**WRITTEN INSTRUCTION:**
Count the lines in the entries below that contain the string "vertices", and reply with that number alone.

**EXTRACTED ENTRIES:**

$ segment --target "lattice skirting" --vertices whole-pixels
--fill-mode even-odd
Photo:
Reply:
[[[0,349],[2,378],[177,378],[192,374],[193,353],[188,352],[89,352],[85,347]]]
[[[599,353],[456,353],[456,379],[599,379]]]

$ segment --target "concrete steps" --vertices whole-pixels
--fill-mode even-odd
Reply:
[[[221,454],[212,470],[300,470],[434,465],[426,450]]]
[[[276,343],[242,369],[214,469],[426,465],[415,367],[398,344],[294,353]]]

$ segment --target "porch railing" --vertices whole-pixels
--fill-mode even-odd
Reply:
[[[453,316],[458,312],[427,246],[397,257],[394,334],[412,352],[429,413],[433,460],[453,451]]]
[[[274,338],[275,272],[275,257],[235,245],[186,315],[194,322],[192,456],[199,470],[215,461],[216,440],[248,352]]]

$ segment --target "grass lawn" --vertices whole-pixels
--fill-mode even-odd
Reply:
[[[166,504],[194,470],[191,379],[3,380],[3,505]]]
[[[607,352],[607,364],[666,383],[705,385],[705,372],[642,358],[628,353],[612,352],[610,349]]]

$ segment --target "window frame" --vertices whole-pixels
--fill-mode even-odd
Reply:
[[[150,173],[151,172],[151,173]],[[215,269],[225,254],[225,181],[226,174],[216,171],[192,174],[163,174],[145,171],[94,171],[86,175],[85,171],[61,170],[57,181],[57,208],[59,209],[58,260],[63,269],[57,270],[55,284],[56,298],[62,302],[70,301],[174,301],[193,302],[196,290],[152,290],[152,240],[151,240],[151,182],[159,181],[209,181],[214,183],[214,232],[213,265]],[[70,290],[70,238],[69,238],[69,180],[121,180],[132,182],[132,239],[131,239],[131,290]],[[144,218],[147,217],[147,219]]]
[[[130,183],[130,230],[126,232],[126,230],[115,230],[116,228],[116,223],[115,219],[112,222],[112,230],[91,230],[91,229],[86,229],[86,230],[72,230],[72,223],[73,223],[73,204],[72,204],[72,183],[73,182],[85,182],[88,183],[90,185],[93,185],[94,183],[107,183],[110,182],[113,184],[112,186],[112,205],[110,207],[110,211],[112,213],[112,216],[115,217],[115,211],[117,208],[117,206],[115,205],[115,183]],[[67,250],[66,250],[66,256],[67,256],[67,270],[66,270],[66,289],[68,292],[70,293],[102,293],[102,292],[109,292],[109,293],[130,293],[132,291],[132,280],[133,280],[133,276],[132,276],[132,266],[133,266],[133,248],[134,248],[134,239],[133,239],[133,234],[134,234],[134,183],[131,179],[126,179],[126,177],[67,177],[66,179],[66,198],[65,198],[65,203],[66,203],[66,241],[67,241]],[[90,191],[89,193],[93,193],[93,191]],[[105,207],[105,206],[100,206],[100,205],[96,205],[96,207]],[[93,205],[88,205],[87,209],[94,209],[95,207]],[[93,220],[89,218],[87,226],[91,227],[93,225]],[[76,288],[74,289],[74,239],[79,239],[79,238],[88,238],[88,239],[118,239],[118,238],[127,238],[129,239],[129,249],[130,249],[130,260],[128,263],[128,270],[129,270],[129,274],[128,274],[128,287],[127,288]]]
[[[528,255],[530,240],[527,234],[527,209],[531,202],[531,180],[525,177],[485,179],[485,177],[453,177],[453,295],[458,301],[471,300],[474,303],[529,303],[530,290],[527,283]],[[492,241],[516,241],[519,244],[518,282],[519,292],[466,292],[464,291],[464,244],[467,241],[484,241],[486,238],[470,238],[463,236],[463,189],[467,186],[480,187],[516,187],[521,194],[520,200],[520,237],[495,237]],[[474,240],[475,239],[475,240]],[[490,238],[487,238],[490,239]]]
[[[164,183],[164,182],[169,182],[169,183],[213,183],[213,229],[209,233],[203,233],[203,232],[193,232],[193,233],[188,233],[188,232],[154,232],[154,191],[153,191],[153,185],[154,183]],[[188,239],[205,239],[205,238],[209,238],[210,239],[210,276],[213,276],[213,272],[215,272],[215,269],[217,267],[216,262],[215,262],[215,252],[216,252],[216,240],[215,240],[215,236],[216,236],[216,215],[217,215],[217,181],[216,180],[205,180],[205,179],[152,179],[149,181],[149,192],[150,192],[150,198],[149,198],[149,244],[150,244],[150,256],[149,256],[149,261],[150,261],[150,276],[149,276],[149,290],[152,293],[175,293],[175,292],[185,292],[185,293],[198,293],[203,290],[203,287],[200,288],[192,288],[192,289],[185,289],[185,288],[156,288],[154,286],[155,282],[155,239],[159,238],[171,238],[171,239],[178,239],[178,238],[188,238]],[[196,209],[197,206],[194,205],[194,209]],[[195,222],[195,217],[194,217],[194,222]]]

**OUTPUT FOR THIS TASK:**
5